§ **Given entries**:
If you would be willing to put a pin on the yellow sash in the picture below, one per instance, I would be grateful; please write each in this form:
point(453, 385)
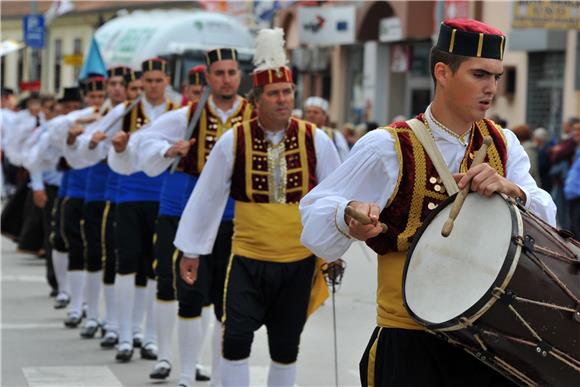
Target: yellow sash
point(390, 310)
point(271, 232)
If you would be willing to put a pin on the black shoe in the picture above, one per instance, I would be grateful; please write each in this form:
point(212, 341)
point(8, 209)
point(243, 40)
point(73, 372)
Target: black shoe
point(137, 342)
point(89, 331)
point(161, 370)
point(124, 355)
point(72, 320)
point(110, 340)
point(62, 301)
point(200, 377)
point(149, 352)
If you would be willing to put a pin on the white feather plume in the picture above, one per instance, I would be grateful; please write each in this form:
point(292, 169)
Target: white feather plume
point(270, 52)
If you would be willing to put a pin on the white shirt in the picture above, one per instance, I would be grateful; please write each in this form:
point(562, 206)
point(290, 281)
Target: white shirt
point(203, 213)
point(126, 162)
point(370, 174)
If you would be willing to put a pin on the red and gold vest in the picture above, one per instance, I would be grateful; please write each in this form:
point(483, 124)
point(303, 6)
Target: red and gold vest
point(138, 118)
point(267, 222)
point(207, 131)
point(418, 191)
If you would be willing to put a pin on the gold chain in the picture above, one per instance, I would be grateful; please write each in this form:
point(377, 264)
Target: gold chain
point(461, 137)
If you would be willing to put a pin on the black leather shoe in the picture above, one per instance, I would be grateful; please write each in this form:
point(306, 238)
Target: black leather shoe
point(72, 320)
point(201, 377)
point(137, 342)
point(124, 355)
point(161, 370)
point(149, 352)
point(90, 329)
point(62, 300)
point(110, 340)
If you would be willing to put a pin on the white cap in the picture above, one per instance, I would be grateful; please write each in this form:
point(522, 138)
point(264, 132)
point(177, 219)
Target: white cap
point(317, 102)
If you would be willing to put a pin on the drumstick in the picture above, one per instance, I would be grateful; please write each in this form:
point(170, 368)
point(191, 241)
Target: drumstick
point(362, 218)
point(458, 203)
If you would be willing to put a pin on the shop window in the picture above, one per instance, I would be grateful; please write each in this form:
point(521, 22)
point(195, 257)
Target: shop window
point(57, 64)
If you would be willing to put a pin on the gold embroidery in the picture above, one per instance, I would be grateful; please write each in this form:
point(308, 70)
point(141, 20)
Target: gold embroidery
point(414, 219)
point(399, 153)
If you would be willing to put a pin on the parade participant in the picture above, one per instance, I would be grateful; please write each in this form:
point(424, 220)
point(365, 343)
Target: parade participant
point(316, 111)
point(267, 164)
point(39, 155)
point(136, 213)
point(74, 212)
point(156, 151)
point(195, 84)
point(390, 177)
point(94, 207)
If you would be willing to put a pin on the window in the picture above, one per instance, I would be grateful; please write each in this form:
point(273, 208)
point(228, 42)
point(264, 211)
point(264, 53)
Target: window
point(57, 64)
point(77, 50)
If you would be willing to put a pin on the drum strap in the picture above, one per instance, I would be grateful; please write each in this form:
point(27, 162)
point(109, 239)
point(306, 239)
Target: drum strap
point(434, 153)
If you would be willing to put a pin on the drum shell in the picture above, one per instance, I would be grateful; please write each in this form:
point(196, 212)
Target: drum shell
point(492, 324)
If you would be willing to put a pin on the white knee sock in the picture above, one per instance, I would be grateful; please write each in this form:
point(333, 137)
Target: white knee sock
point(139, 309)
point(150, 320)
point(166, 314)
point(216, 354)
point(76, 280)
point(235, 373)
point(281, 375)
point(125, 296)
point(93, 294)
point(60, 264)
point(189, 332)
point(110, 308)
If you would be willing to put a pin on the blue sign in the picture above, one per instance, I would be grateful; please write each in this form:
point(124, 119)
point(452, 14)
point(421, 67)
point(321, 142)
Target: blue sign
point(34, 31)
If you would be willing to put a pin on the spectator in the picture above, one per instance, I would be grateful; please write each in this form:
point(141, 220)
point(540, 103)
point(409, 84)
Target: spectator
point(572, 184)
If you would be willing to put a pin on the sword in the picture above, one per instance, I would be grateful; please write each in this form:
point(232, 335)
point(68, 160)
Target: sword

§ **Given exercise**: Rewrite all the rows above, changing each "pin" to "marker" and leaving everything else as it is. Omit the pictures.

§ **Full response**:
If you would be willing to put a marker on the yellow sash in the picture below, one per instance, I would be grateful; please write each in this form:
point(453, 385)
Target: yellow sash
point(390, 310)
point(271, 232)
If you would be willing to put a marker on the black shoe in the picture above, one per instance, I would be grateful; please write each in this form:
point(212, 341)
point(8, 209)
point(243, 40)
point(73, 372)
Target: black shoe
point(137, 342)
point(89, 331)
point(161, 370)
point(124, 355)
point(72, 320)
point(110, 340)
point(62, 301)
point(200, 377)
point(149, 352)
If you would be willing to put a marker on the white feather plume in the picture above, one per instance, I would be grateful; please write each in this form:
point(292, 169)
Target: white feather plume
point(270, 52)
If you would be willing to put a marker on the white shirt in the picture above, one per instance, I would be grateful; please write each in this form:
point(562, 206)
point(290, 281)
Target: white shirt
point(203, 213)
point(126, 162)
point(370, 174)
If you would be willing to put a marker on the red and gold vest in the picture above, one per instance, I would be grateful; please write each in this form:
point(483, 124)
point(303, 6)
Target: red and gold vest
point(138, 118)
point(267, 222)
point(207, 131)
point(418, 191)
If you would be willing to put a marker on the gold chain in the picture above, one per instance, I would be grateful; please write each in this form:
point(377, 264)
Target: gold chain
point(461, 137)
If you would be willing to put a marker on the black leather shoe in the picture above, one per instance, I would be grateful; please write each in this form:
point(306, 238)
Target: black leather shoe
point(72, 320)
point(201, 377)
point(137, 342)
point(124, 355)
point(161, 370)
point(149, 352)
point(90, 329)
point(62, 300)
point(110, 340)
If you would be willing to put a marker on the white cap in the picture above, one per instance, I would be grateful; please write each in this form:
point(522, 138)
point(264, 132)
point(177, 219)
Target: white cap
point(317, 102)
If you would be willing to put a marker on the drumstick in the picture above, one per instance, I would be grateful; please write each in this form:
point(170, 368)
point(191, 241)
Target: drumstick
point(362, 218)
point(458, 203)
If you would be willing to put a marker on the shop window in the picture above, one per instance, I would be grateful; please write each in this form:
point(521, 22)
point(195, 257)
Target: shop window
point(57, 64)
If you would be willing to put a marker on the gold embroidery in the picture above, one per instance, I would be grateful; please write each in this form:
point(308, 70)
point(141, 20)
Target: gold embroidery
point(414, 219)
point(399, 153)
If you would be willing to put a marker on the parade participant in the picture above, one per instance, I would be grateful; please write each in this form:
point(424, 220)
point(365, 343)
Target: parade participant
point(316, 111)
point(267, 164)
point(39, 155)
point(136, 213)
point(74, 212)
point(156, 151)
point(195, 84)
point(390, 177)
point(94, 207)
If you would be willing to put a marker on the window in the picture above, one per instance, I would be grateful; please write each in this form:
point(273, 208)
point(228, 42)
point(264, 211)
point(264, 53)
Target: window
point(57, 64)
point(77, 50)
If you would be willing to put a marker on the drum strap in the picture above, one per instance, I would be grateful; please write each in this form:
point(27, 162)
point(109, 239)
point(306, 239)
Target: drum strap
point(434, 153)
If you would be willing to put a marker on the drum shell in the picture above, one per instance, I would be grateful; please write each in this form:
point(196, 212)
Target: drum shell
point(492, 324)
If you would be willing to put a marker on the white knee sock in the picture above, one per instance, I would be grateful; please write each in this form:
point(333, 137)
Target: white knee sock
point(139, 309)
point(150, 320)
point(166, 314)
point(216, 354)
point(76, 280)
point(235, 373)
point(281, 375)
point(125, 296)
point(93, 294)
point(60, 264)
point(189, 332)
point(110, 308)
If you would be willing to put a marker on the blue sign in the picture above, one per instance, I would be grateful; please write each in this form:
point(124, 119)
point(452, 14)
point(421, 67)
point(321, 142)
Target: blue sign
point(34, 31)
If you would be willing to put a marker on the spectator in the picture above, one per instance, I would be grateful; please write each in this form:
point(141, 220)
point(540, 103)
point(409, 84)
Target: spectator
point(572, 184)
If you would be willing to put a marker on the sword in the picture above, one per instance, I would be grateful; please write each in this form:
point(232, 335)
point(68, 160)
Target: sword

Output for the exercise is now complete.